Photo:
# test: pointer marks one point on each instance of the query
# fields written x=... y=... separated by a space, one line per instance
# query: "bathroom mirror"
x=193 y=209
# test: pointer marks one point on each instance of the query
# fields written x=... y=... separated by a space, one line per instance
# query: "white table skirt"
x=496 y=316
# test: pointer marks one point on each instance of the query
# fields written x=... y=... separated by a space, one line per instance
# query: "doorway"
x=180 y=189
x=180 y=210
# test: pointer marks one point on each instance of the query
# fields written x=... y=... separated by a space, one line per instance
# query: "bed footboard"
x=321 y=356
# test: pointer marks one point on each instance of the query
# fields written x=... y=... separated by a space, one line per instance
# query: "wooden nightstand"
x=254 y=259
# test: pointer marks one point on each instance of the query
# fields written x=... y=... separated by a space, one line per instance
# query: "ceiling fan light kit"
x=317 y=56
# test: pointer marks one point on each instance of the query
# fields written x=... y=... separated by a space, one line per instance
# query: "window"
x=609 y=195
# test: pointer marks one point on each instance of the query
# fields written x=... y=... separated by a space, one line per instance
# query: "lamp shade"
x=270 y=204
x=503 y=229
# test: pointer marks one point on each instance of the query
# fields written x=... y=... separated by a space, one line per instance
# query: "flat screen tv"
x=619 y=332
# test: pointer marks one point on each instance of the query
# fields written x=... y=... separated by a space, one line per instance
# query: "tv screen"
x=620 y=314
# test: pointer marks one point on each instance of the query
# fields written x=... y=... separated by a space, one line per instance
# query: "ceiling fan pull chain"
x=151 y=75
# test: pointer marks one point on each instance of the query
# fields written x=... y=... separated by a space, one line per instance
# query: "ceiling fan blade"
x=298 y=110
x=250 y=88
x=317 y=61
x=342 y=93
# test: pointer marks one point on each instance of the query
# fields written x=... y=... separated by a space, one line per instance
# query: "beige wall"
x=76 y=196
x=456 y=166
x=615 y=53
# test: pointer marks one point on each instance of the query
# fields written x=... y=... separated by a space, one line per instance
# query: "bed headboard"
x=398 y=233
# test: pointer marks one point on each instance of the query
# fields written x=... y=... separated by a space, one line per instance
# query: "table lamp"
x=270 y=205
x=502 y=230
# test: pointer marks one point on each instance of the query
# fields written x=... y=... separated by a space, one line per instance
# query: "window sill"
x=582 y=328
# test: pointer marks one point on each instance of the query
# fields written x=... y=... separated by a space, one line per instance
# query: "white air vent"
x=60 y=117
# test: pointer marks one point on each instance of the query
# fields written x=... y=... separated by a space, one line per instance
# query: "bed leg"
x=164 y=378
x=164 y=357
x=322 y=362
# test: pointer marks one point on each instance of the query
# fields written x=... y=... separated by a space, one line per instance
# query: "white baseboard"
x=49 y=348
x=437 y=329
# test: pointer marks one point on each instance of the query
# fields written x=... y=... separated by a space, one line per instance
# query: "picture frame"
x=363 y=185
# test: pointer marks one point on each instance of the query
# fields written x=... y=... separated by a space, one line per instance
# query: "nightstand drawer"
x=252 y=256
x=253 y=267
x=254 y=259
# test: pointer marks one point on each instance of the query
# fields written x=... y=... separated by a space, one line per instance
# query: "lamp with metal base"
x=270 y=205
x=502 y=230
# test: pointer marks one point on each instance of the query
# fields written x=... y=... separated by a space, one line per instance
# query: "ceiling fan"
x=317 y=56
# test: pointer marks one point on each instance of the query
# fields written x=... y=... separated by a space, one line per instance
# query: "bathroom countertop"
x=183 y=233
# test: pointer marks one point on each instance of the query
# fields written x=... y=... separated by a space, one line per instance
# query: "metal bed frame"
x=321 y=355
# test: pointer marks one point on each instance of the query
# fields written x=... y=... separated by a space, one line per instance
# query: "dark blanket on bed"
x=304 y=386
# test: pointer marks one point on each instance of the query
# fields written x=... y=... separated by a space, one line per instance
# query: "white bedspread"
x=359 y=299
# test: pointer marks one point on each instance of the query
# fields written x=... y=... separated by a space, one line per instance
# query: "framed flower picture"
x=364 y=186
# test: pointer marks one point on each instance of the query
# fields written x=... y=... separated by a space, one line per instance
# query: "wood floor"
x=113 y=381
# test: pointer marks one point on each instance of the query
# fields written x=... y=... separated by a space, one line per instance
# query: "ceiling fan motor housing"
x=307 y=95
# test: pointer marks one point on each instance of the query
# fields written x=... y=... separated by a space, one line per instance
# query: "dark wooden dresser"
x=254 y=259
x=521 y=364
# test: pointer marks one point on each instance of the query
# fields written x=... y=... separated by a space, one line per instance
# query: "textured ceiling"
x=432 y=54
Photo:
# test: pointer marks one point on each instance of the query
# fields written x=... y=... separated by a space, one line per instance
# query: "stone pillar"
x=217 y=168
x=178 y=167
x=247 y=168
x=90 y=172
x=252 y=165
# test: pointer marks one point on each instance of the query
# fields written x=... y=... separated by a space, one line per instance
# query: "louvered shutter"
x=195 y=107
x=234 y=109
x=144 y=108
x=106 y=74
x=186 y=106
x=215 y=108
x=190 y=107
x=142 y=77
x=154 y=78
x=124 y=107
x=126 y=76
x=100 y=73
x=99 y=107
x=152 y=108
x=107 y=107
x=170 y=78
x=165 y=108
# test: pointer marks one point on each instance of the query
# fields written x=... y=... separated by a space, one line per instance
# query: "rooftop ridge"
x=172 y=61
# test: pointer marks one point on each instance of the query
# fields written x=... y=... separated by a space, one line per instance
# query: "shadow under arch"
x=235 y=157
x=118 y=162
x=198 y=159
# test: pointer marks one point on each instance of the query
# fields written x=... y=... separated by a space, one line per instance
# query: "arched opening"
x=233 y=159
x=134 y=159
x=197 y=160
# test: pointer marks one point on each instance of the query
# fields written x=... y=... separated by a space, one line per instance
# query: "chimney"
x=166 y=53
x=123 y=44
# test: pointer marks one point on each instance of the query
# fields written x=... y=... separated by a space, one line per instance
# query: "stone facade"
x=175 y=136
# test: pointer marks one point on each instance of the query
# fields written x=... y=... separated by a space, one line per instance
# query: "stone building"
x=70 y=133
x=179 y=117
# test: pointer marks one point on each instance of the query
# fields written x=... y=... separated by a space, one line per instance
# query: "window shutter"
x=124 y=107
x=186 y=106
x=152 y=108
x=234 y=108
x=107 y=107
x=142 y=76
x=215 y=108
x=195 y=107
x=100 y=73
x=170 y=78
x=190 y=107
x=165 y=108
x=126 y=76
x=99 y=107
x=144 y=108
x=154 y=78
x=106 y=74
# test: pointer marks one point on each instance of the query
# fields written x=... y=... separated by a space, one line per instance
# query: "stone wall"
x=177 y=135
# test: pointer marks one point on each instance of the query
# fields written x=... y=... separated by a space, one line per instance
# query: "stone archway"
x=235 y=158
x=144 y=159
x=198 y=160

- - - - - - -

- What the task asks
Please write out all of the data above again, substituting "marker" for "pointer" wherever it appears and leaving everything else unchanged.

- Written answer
Photo:
# test: marker marks one point on each instance of the query
# fields written x=... y=... separated by a space, one line per instance
# query: "bathroom mirror"
x=193 y=209
# test: marker marks one point on each instance of the query
# fields written x=... y=... separated by a space, one line per instance
# query: "white table skirt"
x=496 y=316
# test: marker marks one point on each instance of the query
# fields written x=... y=... separated by a space, one line per instance
# query: "doorway"
x=180 y=189
x=180 y=210
# test: marker marks one point on each instance of the query
# fields written x=... y=... separated by a space, one line per instance
# query: "bed footboard"
x=321 y=356
# test: marker marks one point on each instance of the query
# fields written x=... y=... separated by a space, one line per instance
# query: "wooden nightstand"
x=254 y=259
# test: marker marks one point on each instance of the query
# fields written x=... y=... separated by a space, one line per instance
# query: "ceiling fan light kit"
x=317 y=56
# test: marker marks one point on each instance of the query
# fields written x=... y=... separated by a space, one line per instance
# query: "window"
x=609 y=195
# test: marker marks one point on each instance of the query
# fields written x=... y=... separated by a space, one line per instance
# query: "lamp shade"
x=270 y=204
x=503 y=229
# test: marker marks one point on each instance of the query
# fields written x=... y=... separated by a space, one line per instance
# query: "flat screen tv"
x=619 y=332
# test: marker marks one point on each instance of the query
# fields written x=... y=... separated by a space, one line per instance
# query: "tv screen"
x=620 y=314
# test: marker marks one point on each instance of the query
# fields written x=... y=... separated by a space, one line per instance
# query: "ceiling fan pull chain"
x=151 y=75
# test: marker marks one point on each instance of the query
# fields written x=... y=... separated by a space, one line per instance
# query: "ceiling fan blade"
x=298 y=110
x=250 y=88
x=317 y=61
x=342 y=93
# test: marker marks one point on each instance of the query
# fields written x=... y=... separated by a space, one line per instance
# query: "beige wall"
x=76 y=196
x=456 y=166
x=615 y=53
# test: marker marks one point on each instance of the query
# fields written x=... y=... separated by a space, one line per instance
# query: "bed headboard"
x=398 y=233
# test: marker marks one point on each instance of the query
# fields written x=... y=... separated by a space, one line per instance
# query: "table lamp"
x=270 y=205
x=502 y=230
# test: marker marks one point on each instance of the query
# fields written x=... y=... separated by a space, one line per instance
# query: "window sill"
x=582 y=328
# test: marker marks one point on each instance of the query
# fields written x=... y=... separated by a space, one line per instance
# query: "white air vent"
x=60 y=117
# test: marker marks one point on each instance of the query
# fields written x=... y=... separated by a space, one line per instance
# query: "bed leg"
x=164 y=378
x=164 y=357
x=322 y=362
# test: marker marks one point on each instance of the query
# fields written x=... y=... separated by a space, one line per instance
# query: "white baseboard"
x=49 y=348
x=437 y=329
# test: marker marks one point on each instance of the query
# fields written x=... y=... separated by a space, one line per instance
# query: "picture frame"
x=363 y=185
# test: marker marks one point on each instance of the query
# fields written x=... y=... separated by a space, one line per instance
# query: "nightstand drawer"
x=252 y=256
x=253 y=267
x=254 y=259
# test: marker marks one point on each instance of the query
# fields written x=... y=... separated by a space, one line per instance
# query: "lamp with metal base"
x=270 y=205
x=502 y=230
# test: marker marks one point on each instance of the query
# fields written x=... y=... separated by a space, one line per instance
# query: "ceiling fan"
x=317 y=56
# test: marker marks one point on each instance of the query
# fields written x=... y=... separated by a space, one line per instance
# query: "bathroom countertop"
x=183 y=233
# test: marker marks one point on each instance of the query
# fields written x=... y=... separated by a space, one line per instance
# query: "metal bed frame"
x=321 y=355
# test: marker marks one point on each instance of the query
# fields written x=... y=... separated by a space, one line per instance
# query: "dark blanket on bed"
x=304 y=386
# test: marker marks one point on each instance of the query
# fields written x=... y=... separated by a space, one line per instance
# query: "white bedspread"
x=359 y=299
# test: marker marks one point on each instance of the query
# fields written x=... y=... separated by a space, one line per instance
# query: "framed flower picture"
x=364 y=186
# test: marker marks one point on each instance of the query
# fields written x=... y=... separated by a space, one line per instance
# query: "wood floor"
x=113 y=381
# test: marker marks one point on each instance of the query
# fields written x=... y=... separated by a space, one line per instance
# query: "ceiling fan motor housing"
x=307 y=95
# test: marker marks one point on each instance of the query
# fields written x=... y=... separated by a space, one line per instance
# query: "dark wooden dresser"
x=254 y=259
x=521 y=364
# test: marker marks one point on each instance of the query
# fields written x=... y=... separated by a space, one line per instance
# query: "textured ceiling"
x=432 y=54
Photo:
# test: marker marks one point on each instance of the query
# fields written x=... y=... separated by a space, one line per instance
# query: "stone pillar"
x=217 y=168
x=178 y=167
x=247 y=168
x=90 y=172
x=252 y=165
# test: marker marks one point on each instance of the query
# fields written x=... y=... separated by a space, one line per instance
# query: "louvered shutter"
x=195 y=107
x=234 y=109
x=144 y=108
x=106 y=74
x=186 y=106
x=215 y=108
x=190 y=107
x=142 y=77
x=154 y=78
x=124 y=107
x=126 y=76
x=100 y=73
x=99 y=107
x=152 y=108
x=107 y=107
x=170 y=78
x=165 y=108
# test: marker marks one point on each instance of the query
# fields written x=... y=... separated by a space, one line per instance
# query: "rooftop ridge"
x=172 y=61
# test: marker marks one point on each instance of the query
# fields written x=... y=... separated by a space, one line per instance
# query: "shadow under arch"
x=235 y=157
x=118 y=162
x=198 y=159
# test: marker marks one point on each instance of the query
# fields written x=... y=... separated by a space, one line per instance
# query: "arched opening"
x=233 y=159
x=134 y=159
x=197 y=160
# test: marker marks one point on each instance of the query
# fields written x=... y=... separated by a space, one line per instance
# query: "chimney"
x=166 y=53
x=123 y=44
# test: marker marks one point on each instance of the query
# fields written x=... y=... separated by a space, one line per instance
# query: "stone facade"
x=175 y=136
# test: marker marks one point on each instance of the query
# fields written x=... y=... separated by a space, one line per instance
# query: "stone building"
x=70 y=133
x=179 y=117
# test: marker marks one point on each instance of the query
# fields written x=... y=... separated by a space, one line per instance
# query: "window shutter"
x=124 y=107
x=186 y=106
x=152 y=108
x=234 y=108
x=107 y=107
x=142 y=76
x=215 y=108
x=195 y=107
x=100 y=73
x=170 y=78
x=190 y=107
x=165 y=108
x=126 y=76
x=99 y=107
x=144 y=108
x=154 y=78
x=106 y=74
# test: marker marks one point on each instance of the query
# fields written x=... y=... separated by a space, one line per instance
# query: "stone wall"
x=177 y=135
# test: marker marks one point on each instance of the query
# fields written x=... y=... separated by a space, one line per instance
# query: "stone archway"
x=235 y=158
x=144 y=159
x=198 y=160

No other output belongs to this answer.